This Much Ado adds yet another layer of pretense in that Ben Carlson (Benedick) and Deborah Hay (Beatrice) actually are husband and wife in real life. So we have two actors really in love playing two characters pretending not to be in love even though they really are. Confused? Don’t worry. Just pretend that Carlson and Hay really are not married and that Benedick and Beatrice are real people and you’ve eliminated two layers of pretense.
Despite its lovely Brazilian setting, it is precisely in pretense that this production falls short. It doesn’t quite construct the persuasive web of pretense that will draw the various relationships into a meaningful whole at the end.
For example, the audience is never quite sure how sure Beatrice is of herself in maintaining the veil of pretense that she really does not love Benedick. She comes on the scene wringing her hands and batting her eyes so nervously that we have to wonder if Benedick has not already detected her façade by the time he overhears Don Pedro, Leonato, and Claudio “pretending” to discuss her love for him. Granted, Beatrice’s true feelings already reveal themselves in the first scene when she hurls a barrage of questions at the Messenger about Benedick’s fate in the wake of the battle. Even Hero picks up on Beatrice’s affections as she makes the deceptively benign clarification: “my cousin means Signior Benedick of Padua” (I, i). Everyone has figured out that Beatrice loves Benedick, even if Beatrice is oblivious to it. That should allow her to wield her wit with less diffidence than Ms. Hay attributes to her. Perhaps Hay wants to portray an older Beatrice bent on obeying the social constraints of her day, but in the end she comes across too old and even a bit nerdy. Perhaps Hay wants to give us a glimpse of Beatrice’s fragility, but she comes across a bit too weak when she nearly bursts into tears while confessing to Don Pedro that she was “born to speak all mirth and no matter” (II, i). Nonetheless, as the play proceeds, Hay does succeed in painting a coherent picture of Beatrice, who has always been one of Shakespeare’s most difficult roles. After all, we can scarcely surmise Beatrice’s former relationship with Benedick before the play begins, knowing only that he, having “won” her heart with “false dice”, “lent” his to her for awhile, and that she in turn “gave him use for it, a double heart for his single one” (II, i).

[Excerpts from segmentation records]

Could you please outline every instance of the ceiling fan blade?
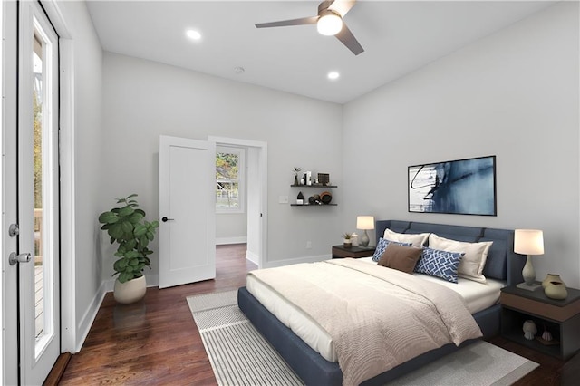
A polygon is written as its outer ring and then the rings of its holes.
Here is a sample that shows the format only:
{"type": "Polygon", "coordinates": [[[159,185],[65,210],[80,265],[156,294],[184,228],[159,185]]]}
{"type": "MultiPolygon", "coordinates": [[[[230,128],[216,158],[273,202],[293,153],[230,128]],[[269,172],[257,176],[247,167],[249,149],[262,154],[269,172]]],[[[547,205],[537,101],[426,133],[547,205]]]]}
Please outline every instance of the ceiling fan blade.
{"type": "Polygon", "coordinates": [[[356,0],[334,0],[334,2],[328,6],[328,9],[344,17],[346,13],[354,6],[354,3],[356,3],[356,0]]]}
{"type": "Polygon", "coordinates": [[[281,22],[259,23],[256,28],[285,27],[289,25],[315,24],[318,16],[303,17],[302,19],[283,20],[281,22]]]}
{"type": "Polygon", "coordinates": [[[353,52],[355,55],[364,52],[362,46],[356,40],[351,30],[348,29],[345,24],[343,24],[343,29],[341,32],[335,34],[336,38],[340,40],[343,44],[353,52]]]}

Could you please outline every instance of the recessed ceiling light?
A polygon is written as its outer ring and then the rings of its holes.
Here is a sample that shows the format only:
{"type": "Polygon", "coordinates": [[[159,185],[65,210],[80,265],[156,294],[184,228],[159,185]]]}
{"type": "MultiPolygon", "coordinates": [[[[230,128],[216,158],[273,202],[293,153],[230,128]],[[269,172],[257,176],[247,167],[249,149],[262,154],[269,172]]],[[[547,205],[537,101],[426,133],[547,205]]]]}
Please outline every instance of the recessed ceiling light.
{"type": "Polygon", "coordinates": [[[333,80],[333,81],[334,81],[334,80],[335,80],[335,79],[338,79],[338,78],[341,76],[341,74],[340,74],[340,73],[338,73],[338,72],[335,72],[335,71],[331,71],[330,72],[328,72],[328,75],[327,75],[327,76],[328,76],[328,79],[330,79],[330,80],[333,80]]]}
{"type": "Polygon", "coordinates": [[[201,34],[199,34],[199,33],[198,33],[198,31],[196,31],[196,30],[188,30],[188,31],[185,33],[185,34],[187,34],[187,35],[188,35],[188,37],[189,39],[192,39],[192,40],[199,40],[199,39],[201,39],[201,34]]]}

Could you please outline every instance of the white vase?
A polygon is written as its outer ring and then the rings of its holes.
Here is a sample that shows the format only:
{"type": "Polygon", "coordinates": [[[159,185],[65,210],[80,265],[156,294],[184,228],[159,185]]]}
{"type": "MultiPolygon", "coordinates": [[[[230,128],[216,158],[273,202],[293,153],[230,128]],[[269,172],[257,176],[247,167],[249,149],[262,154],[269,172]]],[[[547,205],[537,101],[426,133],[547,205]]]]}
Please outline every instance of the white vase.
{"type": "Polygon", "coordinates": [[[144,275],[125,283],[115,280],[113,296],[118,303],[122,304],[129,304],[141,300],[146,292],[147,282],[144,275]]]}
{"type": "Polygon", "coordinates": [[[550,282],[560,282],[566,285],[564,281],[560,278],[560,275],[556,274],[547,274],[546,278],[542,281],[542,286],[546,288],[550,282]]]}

==

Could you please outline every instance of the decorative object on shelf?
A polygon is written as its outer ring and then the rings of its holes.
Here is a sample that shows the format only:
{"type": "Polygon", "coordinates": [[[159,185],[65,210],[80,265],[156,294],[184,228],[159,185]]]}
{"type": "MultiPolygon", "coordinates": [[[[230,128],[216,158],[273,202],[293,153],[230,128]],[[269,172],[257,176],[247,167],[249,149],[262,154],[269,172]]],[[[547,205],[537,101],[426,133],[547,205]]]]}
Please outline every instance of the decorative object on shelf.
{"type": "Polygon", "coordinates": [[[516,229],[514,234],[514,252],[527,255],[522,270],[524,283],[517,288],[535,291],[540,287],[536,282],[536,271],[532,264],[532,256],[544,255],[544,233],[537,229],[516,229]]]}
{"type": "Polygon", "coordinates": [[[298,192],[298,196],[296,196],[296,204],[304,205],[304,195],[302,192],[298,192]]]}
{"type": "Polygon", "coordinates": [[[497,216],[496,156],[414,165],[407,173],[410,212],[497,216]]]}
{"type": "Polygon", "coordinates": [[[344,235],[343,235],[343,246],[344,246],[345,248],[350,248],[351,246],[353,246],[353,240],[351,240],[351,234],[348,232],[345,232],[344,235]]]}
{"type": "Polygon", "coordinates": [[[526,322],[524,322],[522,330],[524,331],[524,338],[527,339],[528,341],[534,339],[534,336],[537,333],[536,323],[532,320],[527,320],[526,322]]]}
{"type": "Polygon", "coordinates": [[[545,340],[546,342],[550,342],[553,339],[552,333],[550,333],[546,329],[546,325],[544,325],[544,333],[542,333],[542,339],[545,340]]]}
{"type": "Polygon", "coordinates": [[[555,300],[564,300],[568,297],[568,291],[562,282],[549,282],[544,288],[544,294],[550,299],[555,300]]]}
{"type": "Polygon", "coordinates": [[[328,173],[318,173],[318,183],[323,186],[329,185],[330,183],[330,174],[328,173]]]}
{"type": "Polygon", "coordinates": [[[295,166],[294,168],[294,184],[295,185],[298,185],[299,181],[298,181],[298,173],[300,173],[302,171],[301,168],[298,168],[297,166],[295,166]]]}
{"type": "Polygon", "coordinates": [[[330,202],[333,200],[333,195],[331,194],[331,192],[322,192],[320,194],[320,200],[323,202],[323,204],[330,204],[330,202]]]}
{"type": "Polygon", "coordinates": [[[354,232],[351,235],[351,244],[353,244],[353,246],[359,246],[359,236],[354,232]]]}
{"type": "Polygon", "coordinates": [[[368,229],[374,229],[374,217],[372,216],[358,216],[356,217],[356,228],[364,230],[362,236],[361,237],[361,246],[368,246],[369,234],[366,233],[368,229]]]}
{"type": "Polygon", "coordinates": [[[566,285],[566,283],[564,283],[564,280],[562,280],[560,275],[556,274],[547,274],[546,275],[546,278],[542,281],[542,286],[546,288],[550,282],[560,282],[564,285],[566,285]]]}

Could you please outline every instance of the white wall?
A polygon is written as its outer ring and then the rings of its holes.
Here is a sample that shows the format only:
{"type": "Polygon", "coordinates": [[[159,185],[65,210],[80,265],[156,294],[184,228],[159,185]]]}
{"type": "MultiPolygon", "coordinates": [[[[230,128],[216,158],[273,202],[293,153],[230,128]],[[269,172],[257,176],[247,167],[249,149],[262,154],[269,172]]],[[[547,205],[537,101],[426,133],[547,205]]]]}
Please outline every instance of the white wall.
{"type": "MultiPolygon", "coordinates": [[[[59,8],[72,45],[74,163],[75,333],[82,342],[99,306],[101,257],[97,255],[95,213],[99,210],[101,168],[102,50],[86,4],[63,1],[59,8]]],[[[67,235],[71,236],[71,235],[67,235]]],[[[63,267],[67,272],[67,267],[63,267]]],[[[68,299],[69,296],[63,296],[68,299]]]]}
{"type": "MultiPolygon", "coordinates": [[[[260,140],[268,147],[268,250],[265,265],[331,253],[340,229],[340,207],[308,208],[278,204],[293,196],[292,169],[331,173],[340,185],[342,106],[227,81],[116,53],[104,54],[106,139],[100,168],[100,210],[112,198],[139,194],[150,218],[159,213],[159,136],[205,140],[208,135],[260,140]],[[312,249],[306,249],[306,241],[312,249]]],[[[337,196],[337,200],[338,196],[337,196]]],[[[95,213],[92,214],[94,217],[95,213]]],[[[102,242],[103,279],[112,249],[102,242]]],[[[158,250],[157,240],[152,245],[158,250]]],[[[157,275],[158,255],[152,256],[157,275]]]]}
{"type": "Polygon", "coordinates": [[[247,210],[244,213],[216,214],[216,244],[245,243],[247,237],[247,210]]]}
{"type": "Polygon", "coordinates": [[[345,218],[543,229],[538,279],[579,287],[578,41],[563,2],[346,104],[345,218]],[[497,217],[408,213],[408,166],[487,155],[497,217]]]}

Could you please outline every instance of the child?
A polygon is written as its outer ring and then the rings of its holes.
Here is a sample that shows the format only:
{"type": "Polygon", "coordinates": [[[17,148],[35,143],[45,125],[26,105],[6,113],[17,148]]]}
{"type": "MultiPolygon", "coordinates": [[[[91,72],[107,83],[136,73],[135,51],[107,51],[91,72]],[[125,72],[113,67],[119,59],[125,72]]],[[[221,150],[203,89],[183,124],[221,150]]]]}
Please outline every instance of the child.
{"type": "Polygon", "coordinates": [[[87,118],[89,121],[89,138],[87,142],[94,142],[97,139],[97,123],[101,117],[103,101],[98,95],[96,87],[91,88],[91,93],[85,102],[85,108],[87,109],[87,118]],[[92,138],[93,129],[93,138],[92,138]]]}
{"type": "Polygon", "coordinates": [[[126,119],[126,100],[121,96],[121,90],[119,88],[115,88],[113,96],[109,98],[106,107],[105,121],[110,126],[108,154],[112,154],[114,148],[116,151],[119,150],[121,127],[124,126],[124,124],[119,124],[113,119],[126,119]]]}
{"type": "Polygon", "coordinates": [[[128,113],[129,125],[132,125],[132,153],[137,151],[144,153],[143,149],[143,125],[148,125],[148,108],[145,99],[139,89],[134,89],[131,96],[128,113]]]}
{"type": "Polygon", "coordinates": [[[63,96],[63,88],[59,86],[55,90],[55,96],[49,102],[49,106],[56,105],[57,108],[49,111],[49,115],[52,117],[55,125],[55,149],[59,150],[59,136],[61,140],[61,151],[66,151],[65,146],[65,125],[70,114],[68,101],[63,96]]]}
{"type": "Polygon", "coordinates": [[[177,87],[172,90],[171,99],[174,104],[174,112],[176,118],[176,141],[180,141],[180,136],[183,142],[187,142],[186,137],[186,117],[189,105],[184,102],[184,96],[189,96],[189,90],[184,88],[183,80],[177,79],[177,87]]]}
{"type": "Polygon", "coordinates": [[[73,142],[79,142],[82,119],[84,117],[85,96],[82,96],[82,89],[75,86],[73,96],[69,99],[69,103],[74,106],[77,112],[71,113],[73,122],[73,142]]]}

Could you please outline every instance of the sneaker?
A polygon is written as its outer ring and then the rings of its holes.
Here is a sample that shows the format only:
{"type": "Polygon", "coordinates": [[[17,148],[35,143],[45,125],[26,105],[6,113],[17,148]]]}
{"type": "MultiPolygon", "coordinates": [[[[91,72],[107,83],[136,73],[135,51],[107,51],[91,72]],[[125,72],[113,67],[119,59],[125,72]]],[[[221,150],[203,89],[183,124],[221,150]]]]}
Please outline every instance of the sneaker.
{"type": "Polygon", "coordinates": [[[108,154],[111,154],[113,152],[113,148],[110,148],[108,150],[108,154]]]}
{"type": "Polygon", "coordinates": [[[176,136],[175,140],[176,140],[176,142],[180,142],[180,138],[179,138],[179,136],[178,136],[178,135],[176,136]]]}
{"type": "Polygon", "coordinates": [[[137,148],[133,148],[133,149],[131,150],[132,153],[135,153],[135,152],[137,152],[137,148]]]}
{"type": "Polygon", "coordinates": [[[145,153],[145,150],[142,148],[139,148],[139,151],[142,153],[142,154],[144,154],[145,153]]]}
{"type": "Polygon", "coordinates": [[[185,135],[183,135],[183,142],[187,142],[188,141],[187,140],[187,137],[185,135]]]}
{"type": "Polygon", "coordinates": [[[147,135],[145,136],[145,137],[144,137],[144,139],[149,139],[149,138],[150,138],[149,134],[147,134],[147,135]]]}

* _Tasks and exercises_
**a)** Find every line of the rows that contains the string "shelf", matching case exactly, and copy each of those lines.
**b)** Resume the review of the Much Ado production, starting right after its last sentence.
The review and the rows are unrelated material.

* _Answers for the exercise_
**a)**
Could you please outline every instance of the decorative object on shelf?
Please outline every instance of the decorative object on shelf.

**b)**
Whatever that might mean, Carlson’s Benedick nicely compliments Hay’s Beatrice. Don Pedro (Juan Chioran) is far more ebullient than Carlson’s Benedick, whose humor seems jaded by the vicissitudes of love, his pride, and his frustrated attempts to match Beatrice’s repartees. The blocking of the scenes in which Benedick and Beatrice overhear their peers discussing the love each purportedly bears the other is brilliant. They tiptoe from one more daring hideout to the next, betraying their presence occasionally to the amusement of their conspirators. Hay pulls off a flawless “fall” while sneaking down the stairs near the beginning of the scene.
Benedick’s inflated sense of self-worth clearly emerges when he reaches the matter-of-fact conclusion that Beatrice’s love “must be requited” (II, iii), eliciting a well-deserved chuckle from the audience. Carlson effectively combines the womanizer and romantic in Benedick, showing him to be a pragmatist whose heart is conquerable and whose vices are amendable when he professes: “Happy are they that hear their detractions and can put them to mending” (II, iii).
Tyrone Savage, playing a young, naïve Claudio, delivers a rather weak soliloquy after first learning of Don Pedro’s alleged love for Hero (“Thus answer I in the name of Benedick,” etc., II, i), but his rejection of Hero in Act IV is thoroughly convincing. Bethany Jillard plays an equally naïve Hero, as charming as she is true, ready to feign death and forgive Claudio if only on the merits of her innocence.
One can only sympathize with any actor forced to figure out the role of Don John, but Gareth Potter rises to the task. Although Don John is ostensibly the villain, his motives are various and oblique. Rather than focusing on any single motive, Potter cautiously underplays the role so as to keep him enigmatic. Don Juan’s sole pleasures in life are brooding and scheming and scurrying away like an immature brat. Potter’s understatement of the role is refreshing. James Blendick (Leonato) and Keith Dinicol (Antonio) endow their characters with due nobility but are not afraid to show us their quirks. Michael Blake gives us the often overlooked humanity of Borachio, while Dogberry (Richard Binsley) and his rag-tag crew provide just enough comic relief to allow the seriousness of the play to shine through.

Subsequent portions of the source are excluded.